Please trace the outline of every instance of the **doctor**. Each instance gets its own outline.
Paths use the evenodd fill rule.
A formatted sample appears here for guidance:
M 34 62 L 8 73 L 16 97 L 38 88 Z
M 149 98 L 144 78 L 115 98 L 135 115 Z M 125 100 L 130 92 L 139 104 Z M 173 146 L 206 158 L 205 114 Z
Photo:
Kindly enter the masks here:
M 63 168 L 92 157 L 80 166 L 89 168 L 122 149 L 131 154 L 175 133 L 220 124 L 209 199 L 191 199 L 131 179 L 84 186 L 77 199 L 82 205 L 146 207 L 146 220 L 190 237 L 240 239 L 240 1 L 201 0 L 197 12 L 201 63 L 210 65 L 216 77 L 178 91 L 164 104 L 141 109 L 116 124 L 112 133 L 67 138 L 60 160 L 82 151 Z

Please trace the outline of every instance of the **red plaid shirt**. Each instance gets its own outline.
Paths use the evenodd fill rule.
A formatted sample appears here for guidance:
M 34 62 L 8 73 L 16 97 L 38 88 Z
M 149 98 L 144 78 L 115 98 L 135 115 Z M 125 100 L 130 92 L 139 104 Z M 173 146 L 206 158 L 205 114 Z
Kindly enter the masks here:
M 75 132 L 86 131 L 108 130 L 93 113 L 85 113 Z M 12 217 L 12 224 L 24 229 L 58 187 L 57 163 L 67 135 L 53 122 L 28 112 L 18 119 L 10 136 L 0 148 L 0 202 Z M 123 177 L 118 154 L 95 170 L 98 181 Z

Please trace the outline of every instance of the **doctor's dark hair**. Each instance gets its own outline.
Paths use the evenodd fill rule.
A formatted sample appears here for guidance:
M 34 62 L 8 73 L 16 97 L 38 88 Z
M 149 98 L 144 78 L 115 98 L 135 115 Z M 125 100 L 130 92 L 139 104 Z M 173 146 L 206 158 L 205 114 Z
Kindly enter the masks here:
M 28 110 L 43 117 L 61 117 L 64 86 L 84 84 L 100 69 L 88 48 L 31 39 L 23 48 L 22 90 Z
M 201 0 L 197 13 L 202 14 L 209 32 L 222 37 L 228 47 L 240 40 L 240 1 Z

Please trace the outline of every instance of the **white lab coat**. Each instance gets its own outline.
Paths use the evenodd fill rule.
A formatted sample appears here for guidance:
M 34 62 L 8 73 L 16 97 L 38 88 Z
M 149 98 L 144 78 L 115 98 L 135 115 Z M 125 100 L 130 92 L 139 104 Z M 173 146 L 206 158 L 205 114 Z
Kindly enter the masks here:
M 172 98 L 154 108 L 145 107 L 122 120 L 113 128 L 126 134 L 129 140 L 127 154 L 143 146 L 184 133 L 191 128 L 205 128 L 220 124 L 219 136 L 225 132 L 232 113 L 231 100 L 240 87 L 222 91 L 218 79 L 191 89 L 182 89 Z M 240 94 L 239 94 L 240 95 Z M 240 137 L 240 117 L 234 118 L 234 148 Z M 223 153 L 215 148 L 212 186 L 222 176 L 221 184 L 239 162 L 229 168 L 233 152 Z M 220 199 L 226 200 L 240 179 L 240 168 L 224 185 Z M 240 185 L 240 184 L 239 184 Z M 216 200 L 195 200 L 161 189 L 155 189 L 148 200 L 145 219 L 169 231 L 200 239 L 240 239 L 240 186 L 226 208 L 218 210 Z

Given task: Rewrite every row above, substituting "Please" for each occurrence of "Kindly" and keeping everything else the same.

Output of the task:
Please trace the outline of every instance of the **doctor**. Each instance gets its own outline.
Paths use the evenodd fill rule.
A formatted sample appears here for guidance:
M 34 62 L 8 73 L 16 97 L 38 88 Z
M 149 98 L 144 78 L 115 98 L 135 115 Z M 125 100 L 130 92 L 139 104 Z M 173 146 L 206 158 L 205 114 Z
Photo:
Please enter the masks here:
M 63 168 L 92 157 L 80 166 L 89 168 L 122 149 L 131 154 L 175 133 L 220 124 L 209 199 L 191 199 L 131 179 L 84 186 L 77 199 L 82 205 L 146 207 L 146 220 L 190 237 L 240 239 L 240 1 L 201 0 L 197 12 L 201 63 L 210 65 L 216 77 L 178 91 L 164 104 L 141 109 L 116 124 L 112 133 L 67 138 L 60 160 L 82 151 Z

Please trace the outline of every instance of the **red plaid shirt**. Each instance gets its own outline.
Paths use the evenodd fill rule.
A formatted sample appears here for guidance:
M 34 62 L 8 73 L 16 97 L 38 88 Z
M 149 98 L 144 78 L 115 98 L 135 115 Z M 125 100 L 130 92 L 139 104 Z M 173 146 L 206 158 L 205 114 Z
Please enter the masks here:
M 75 132 L 86 131 L 108 130 L 93 113 L 85 113 Z M 12 217 L 12 224 L 24 229 L 58 187 L 57 163 L 67 135 L 53 122 L 28 112 L 18 119 L 10 136 L 0 148 L 0 202 Z M 123 177 L 118 154 L 95 170 L 98 181 Z

Please trace the outline of every instance of the **doctor's dark hair**. Each instance gets its own outline.
Paths use the evenodd fill rule.
A formatted sample appears here for guidance:
M 34 62 L 8 73 L 16 97 L 38 88 Z
M 149 98 L 144 78 L 115 98 L 135 115 Z M 125 100 L 130 92 L 139 104 Z M 173 146 L 206 158 L 205 114 Z
Please enter the masks here:
M 28 110 L 43 117 L 61 117 L 64 86 L 84 84 L 100 69 L 88 48 L 31 39 L 23 48 L 22 90 Z
M 201 0 L 197 13 L 202 14 L 209 32 L 222 37 L 228 47 L 240 40 L 240 1 Z

Please trace the outline of every instance of the **white lab coat**. Each instance gets its own outline.
Paths use the evenodd fill rule.
A formatted sample appears here for guidance:
M 34 62 L 8 73 L 16 97 L 38 88 Z
M 149 98 L 144 78 L 115 98 L 135 115 Z M 125 100 L 130 92 L 139 104 Z M 173 146 L 206 158 L 205 114 Z
Please enter the masks here:
M 172 98 L 154 108 L 145 107 L 122 120 L 113 128 L 126 134 L 129 140 L 127 154 L 143 146 L 184 133 L 191 128 L 205 128 L 220 124 L 219 136 L 225 132 L 232 113 L 231 100 L 240 87 L 222 91 L 218 79 L 191 89 L 182 89 Z M 240 94 L 239 94 L 240 95 Z M 240 137 L 240 117 L 234 118 L 234 148 Z M 223 153 L 215 148 L 212 186 L 222 176 L 221 184 L 239 162 L 229 168 L 233 152 Z M 220 199 L 226 200 L 240 179 L 240 168 L 224 185 Z M 240 185 L 240 184 L 239 184 Z M 216 200 L 195 200 L 161 189 L 155 189 L 148 200 L 145 219 L 169 231 L 200 239 L 240 239 L 240 186 L 226 208 L 218 210 Z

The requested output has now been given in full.